Every line of the material must be written out again unchanged.

::::::::::

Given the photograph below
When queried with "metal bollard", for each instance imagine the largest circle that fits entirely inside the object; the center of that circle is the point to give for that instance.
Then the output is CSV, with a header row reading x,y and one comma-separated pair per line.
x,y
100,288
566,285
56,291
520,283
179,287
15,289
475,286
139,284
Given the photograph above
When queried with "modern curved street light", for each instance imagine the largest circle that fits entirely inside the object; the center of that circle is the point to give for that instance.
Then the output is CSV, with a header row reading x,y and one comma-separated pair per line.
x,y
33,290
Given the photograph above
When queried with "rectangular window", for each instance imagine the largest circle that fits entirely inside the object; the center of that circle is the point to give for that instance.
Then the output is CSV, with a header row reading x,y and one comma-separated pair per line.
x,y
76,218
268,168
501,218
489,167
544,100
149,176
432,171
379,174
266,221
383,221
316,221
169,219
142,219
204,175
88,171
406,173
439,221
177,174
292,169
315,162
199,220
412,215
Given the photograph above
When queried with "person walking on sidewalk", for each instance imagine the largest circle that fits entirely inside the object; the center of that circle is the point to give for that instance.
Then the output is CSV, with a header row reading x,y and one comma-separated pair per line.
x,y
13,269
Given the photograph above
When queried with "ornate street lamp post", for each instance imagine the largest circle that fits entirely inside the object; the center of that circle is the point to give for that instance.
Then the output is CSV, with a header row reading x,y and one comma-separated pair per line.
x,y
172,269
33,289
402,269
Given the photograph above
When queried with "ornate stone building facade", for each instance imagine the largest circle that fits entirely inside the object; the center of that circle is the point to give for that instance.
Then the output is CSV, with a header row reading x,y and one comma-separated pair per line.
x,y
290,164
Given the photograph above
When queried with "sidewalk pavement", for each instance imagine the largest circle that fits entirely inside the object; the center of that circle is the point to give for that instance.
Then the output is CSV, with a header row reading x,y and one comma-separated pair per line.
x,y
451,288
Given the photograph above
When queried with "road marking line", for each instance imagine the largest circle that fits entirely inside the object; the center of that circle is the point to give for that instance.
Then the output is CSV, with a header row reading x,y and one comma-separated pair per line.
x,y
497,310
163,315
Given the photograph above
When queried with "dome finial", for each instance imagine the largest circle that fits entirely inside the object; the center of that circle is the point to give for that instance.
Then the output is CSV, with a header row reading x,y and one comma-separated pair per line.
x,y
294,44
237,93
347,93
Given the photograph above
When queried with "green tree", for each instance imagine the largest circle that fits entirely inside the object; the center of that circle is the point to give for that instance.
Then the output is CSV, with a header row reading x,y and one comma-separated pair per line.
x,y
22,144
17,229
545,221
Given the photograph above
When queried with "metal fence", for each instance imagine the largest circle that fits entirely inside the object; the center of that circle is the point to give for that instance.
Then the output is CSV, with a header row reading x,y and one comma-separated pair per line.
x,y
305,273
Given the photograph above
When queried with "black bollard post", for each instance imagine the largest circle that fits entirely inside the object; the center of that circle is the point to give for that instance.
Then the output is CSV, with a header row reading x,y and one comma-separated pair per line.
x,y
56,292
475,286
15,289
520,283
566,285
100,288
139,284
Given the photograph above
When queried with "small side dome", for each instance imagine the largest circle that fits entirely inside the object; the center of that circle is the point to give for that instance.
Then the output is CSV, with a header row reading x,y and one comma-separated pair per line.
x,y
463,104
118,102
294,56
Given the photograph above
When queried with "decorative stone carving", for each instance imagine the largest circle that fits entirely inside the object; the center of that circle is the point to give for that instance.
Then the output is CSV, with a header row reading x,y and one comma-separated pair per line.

::::::::::

◆ **Response**
Given the photograph below
When queried with "metal bollard", for each instance imagine the largest circle that fits entirely inside the object; the center of that circle is the point to give for that instance.
Then the output is CSV, with a header row reading x,y and one comma-separated pair per line.
x,y
100,288
566,285
56,291
520,283
179,287
15,289
475,286
139,284
Given the photograph above
When queried with "modern curved street light", for each instance imagine the largest circle that fits entirely inside the object; the center of that circle is the point to give for that instance.
Then the output is CSV, with a header row reading x,y and one comma-separated pair per line.
x,y
33,290
Given the photograph above
When queried with "rectangular window", for each instance imagine the largest circle that fits entirely inside the object; the center of that circle is the point to give for that instance.
Then the output is CSV, with a header row reading x,y and one comma-separated pair per line.
x,y
76,218
268,168
501,218
489,167
544,100
149,176
432,171
379,174
266,221
383,221
316,221
169,219
142,219
204,175
88,171
406,173
439,221
177,174
292,169
315,162
199,220
412,215
Given the photograph above
When queried with "person walking on sidewalk", for each instance imagine the largest circle that fits entirely inside the object; the center of that circle is the point to give for that instance.
Then the output is CSV, with a header row reading x,y and one comma-separated pair per line.
x,y
13,269
Given the photograph above
When queried with "ornate street lamp post", for each instance imagine the largest circle that fits entirely inside the object; the center of that circle is the point to give for that instance.
Then the output is CSV, with a header row reading x,y and one comma-separated pair per line.
x,y
172,269
33,289
402,269
Given the photograph above
When queried with "ornate stone building facade", for each instance imagine the largest circle that fits entirely inside the object; the center of that circle is the point to give for that instance.
Then the output is CSV, with a header row reading x,y and one comma-separated pair per line.
x,y
290,164
Given the photograph above
When queried with "sidewalk pavement", for each instance imagine the largest circle that fits entirely inside the object; the center of that circle is the point to give for that instance.
Then the output is CSV, with a header row reading x,y and one comma-separated pair per line.
x,y
451,288
Given the photograph above
When queried with "road marking line", for each instance imagine the largest circle that fits entirely inside the object; the center of that circle is the point to give for that instance.
Then the output is CSV, with a header row reading x,y and one comma-separated pair per line.
x,y
497,310
163,315
Given the photograph above
When queried with "dome finial", for each instance imagine the largest circle that fits entirely inside the object; the center of that circle is the point to give for that instance.
Then the output is CSV, with a header row reading x,y and one comma-separated pair per line.
x,y
294,44
237,93
347,93
Given the photograph above
When queried with "green tree", for each instance imagine the largest circle that fits entirely inside the object; the center of that circle is the point to give for that instance.
Then the output is CSV, with a header row reading x,y and one comma-separated pair per line.
x,y
22,144
17,229
545,221
Given the photograph above
When queried with "metal fence", for each instance imagine the largest circle that fits entirely inside the object; the center of that circle is the point to give for that instance.
Then the output is CSV, with a header row reading x,y and one comma-separated pair per line.
x,y
305,273
Given the photograph above
When queried with "black bollard post", for each instance imagine the largest circle that fits entirely inside the object; the center of that circle is the point to give for that instance.
Then the output is CSV, with a header row reading x,y and one comma-separated pair per line.
x,y
56,292
475,286
15,289
520,283
566,285
100,288
139,284
Given the photograph above
When queried with "small side dome", for each instance imagine the largest circle that fits entirely inside the object; the center of that circle is the point to give for that instance.
Then the output is CSV, with a header row reading x,y and one comma-separated pair per line.
x,y
463,104
118,102
294,56
Given the photograph above
When queried with "decorative stone carving", for each instance imagine the largest circle that fits entirely inside the object; the center of that circle is the point to give for that instance.
Then the output is CSV, with a header row reading x,y and one comma-separated pair per line.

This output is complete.